» **DATA FOR THE TASK**:
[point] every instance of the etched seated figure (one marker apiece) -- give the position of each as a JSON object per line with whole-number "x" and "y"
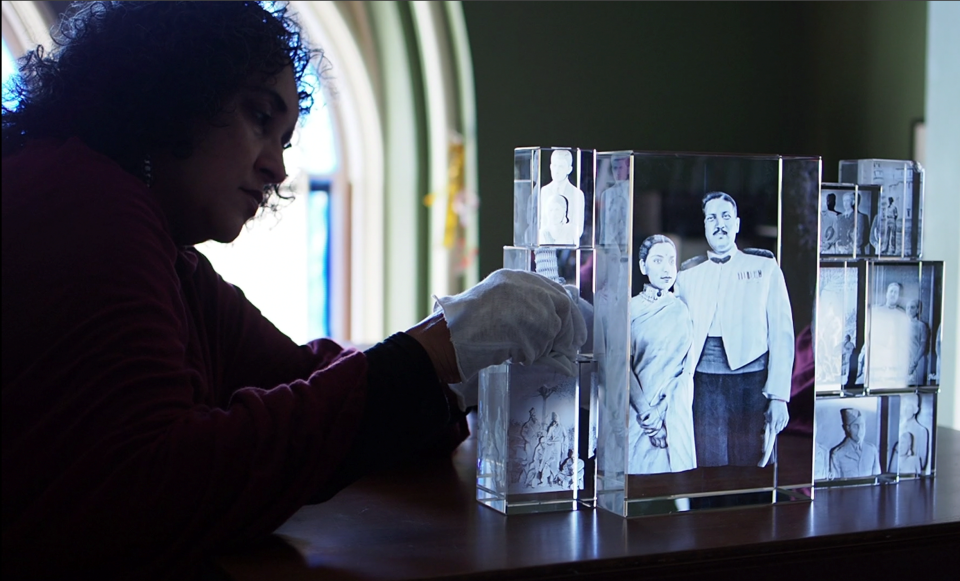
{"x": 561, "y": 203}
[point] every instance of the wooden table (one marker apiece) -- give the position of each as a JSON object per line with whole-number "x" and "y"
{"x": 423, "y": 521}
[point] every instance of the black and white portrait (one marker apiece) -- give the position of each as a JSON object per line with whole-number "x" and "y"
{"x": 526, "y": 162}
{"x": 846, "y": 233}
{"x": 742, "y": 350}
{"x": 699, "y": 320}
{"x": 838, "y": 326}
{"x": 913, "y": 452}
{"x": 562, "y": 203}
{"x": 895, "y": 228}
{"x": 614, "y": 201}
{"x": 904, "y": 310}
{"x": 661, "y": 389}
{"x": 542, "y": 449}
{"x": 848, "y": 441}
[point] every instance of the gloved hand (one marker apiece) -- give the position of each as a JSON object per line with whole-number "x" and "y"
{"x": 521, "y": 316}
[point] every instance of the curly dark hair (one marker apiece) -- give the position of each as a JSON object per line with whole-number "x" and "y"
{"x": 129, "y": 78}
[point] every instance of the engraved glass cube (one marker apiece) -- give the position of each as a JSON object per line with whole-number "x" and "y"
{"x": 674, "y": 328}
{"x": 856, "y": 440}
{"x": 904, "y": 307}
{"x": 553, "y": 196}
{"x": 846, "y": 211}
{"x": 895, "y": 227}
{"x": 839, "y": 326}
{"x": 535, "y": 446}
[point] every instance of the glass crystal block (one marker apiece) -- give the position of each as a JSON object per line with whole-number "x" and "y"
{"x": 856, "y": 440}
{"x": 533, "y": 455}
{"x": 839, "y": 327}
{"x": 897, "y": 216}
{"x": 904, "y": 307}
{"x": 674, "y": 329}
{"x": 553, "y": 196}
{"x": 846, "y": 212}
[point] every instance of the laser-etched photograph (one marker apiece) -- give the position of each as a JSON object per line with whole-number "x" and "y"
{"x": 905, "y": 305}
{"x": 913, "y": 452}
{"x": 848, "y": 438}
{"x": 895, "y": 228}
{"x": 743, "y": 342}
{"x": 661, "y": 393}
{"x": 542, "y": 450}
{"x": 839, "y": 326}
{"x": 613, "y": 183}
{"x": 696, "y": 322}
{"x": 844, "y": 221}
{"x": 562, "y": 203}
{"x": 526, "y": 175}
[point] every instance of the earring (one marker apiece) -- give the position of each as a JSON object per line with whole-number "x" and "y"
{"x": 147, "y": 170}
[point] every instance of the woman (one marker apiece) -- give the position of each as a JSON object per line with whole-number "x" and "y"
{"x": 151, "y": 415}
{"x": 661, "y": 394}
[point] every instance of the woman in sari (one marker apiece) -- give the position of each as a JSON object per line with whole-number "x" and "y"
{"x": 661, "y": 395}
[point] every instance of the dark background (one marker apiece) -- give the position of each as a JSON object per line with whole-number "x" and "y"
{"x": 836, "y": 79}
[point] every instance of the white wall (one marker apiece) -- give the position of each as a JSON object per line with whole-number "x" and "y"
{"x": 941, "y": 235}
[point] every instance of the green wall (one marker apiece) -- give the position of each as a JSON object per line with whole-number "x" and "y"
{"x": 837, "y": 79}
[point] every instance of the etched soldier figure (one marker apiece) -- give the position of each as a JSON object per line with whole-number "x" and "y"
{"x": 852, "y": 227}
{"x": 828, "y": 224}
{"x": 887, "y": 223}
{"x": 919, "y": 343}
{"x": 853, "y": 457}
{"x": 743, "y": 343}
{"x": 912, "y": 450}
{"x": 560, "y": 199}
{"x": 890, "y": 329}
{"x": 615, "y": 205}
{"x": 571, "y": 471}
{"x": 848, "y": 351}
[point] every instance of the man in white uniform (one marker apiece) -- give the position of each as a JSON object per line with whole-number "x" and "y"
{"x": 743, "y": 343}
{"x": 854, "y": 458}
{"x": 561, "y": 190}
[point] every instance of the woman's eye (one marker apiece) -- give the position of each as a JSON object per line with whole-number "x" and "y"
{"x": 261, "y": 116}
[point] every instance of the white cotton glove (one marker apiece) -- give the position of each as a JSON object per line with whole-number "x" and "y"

» **THE EXERCISE**: Rewrite every line from the one containing "[point] every instance of the earring" through the end of the items, requests included. Multiply each coordinate in the answers by 0.65 and round it to a whole number, with halves rounding up.

» **ANSWER**:
[point] every instance of the earring (one marker apiece) -- give the position of each as a JSON object per line with whole-number "x" and "y"
{"x": 96, "y": 111}
[point] every instance of the woman (one marker apiece) -- give the position of each as a JSON object per line with whole-number "x" and "y"
{"x": 98, "y": 270}
{"x": 430, "y": 256}
[point] every instance of the woman in sari (one marker apiece) -- give the position of each as a JSON object per line with whole-number "x" and "y"
{"x": 430, "y": 257}
[point] every instance of the dark background (one marker apiece) -- give the position of each as a JSON object per line with whole-number "x" and "y"
{"x": 543, "y": 51}
[point] every instance of the white wall (one marker apiece) -- give the position of each as a JSON object per line with whole-number "x" and "y"
{"x": 612, "y": 153}
[point] every instance of the green wall (one marker apiece) -- give the position of each as a JSON object per line with whole-number "x" and "y"
{"x": 544, "y": 51}
[point] every instance of the etched soldier figure (one marker apiece) -- give the position of each as a JSON object per line with whole-number "x" and "y"
{"x": 554, "y": 148}
{"x": 538, "y": 146}
{"x": 577, "y": 145}
{"x": 597, "y": 223}
{"x": 554, "y": 297}
{"x": 483, "y": 223}
{"x": 593, "y": 293}
{"x": 364, "y": 129}
{"x": 579, "y": 214}
{"x": 400, "y": 133}
{"x": 371, "y": 306}
{"x": 551, "y": 228}
[point] every instance of the man in white uniform (one marker apiece) -- give the position of each as a JSON object per line with whole-number "x" and "y"
{"x": 483, "y": 223}
{"x": 555, "y": 298}
{"x": 365, "y": 124}
[point] every instance of the woman's eye (one marker apiece) -- give the position of each as a JSON object per line with whole-number "x" and "y"
{"x": 170, "y": 75}
[point] every instance of the white cotton glove (one marker apiece) -- give the position of each as a JSON object per line with whole-number "x" and "y"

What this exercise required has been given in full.